▶ _Document passage_:
start
The melting Arctic shows that climate change is already upon us

Melting ice near to Greenland. Image: Getty.

Scientists have known for a long time that as climate change started to heat up the Earth, its effects would be most pronounced in the Arctic. This has many reasons, but climate feedbacks are key. As the Arctic warms, snow and ice melt, and the surface absorbs more of the sun’s energy instead of reflecting it back into space. This makes it even warmer, which causes more melting, and so on.

This expectation has become a reality that I describe in my new book “Brave New Arctic”. It’s a visually compelling story: the effects of warming are evident in shrinking ice caps and glaciers and in Alaskan roads buckling as permafrost beneath them thaws.

But for many people the Arctic seems like a faraway place, and stories of what is happening there seem irrelevant to their lives. It can also be hard to accept that the globe is warming up while you are shoveling out from the latest snowstorm.

Since I have spent more than 35 years studying snow, ice and cold places, people often are surprised when I tell them I once was skeptical that human activities were playing a role in climate change. My book traces my own career as a climate scientist and the evolving views of many scientists I have worked with. When I first started working in the Arctic, scientists understood it as a region defined by its snow and ice, with a varying but generally constant climate. In the 1990s, we realized that it was changing, but it took us years to figure out why. Now scientists are trying to understand what the Arctic’s ongoing transformation means for the rest of the planet, and whether the Arctic of old will ever be seen again.
end
▶ _Required actions_:
• A. In the Arctic article, how long has the author spent studying snow, ice and cold places?
• B. Please copy the stretch of the Arctic article from "Scientists have known" through "beneath them thaws.".
• C. Summarize the Arctic article in two sentences.

▶ _Material provided_:
start
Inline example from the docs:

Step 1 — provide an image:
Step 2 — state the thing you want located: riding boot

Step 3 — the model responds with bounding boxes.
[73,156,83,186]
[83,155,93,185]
end
▶ _Answers below_:
• A. More than 35 years.

• B.
Scientists have known for a long time that as climate change started to heat up the Earth, its effects would be most pronounced in the Arctic. This has many reasons, but climate feedbacks are key. As the Arctic warms, snow and ice melt, and the surface absorbs more of the sun’s energy instead of reflecting it back into space. This makes it even warmer, which causes more melting, and so on.

This expectation has become a reality that I describe in my new book “Brave New Arctic”. It’s a visually compelling story: the effects of warming are evident in shrinking ice caps and glaciers and in Alaskan roads buckling as permafrost beneath them thaws.

• C. Scientists long expected climate change to hit the Arctic hardest because melting snow and ice let the surface absorb more solar energy, causing further warming, and that expectation has now come true in shrinking ice caps, retreating glaciers and buckling Alaskan roads. The author, once skeptical that humans were driving climate change, traces how scientists came to see the Arctic as changing in the 1990s and are now asking what its transformation means for the rest of the planet.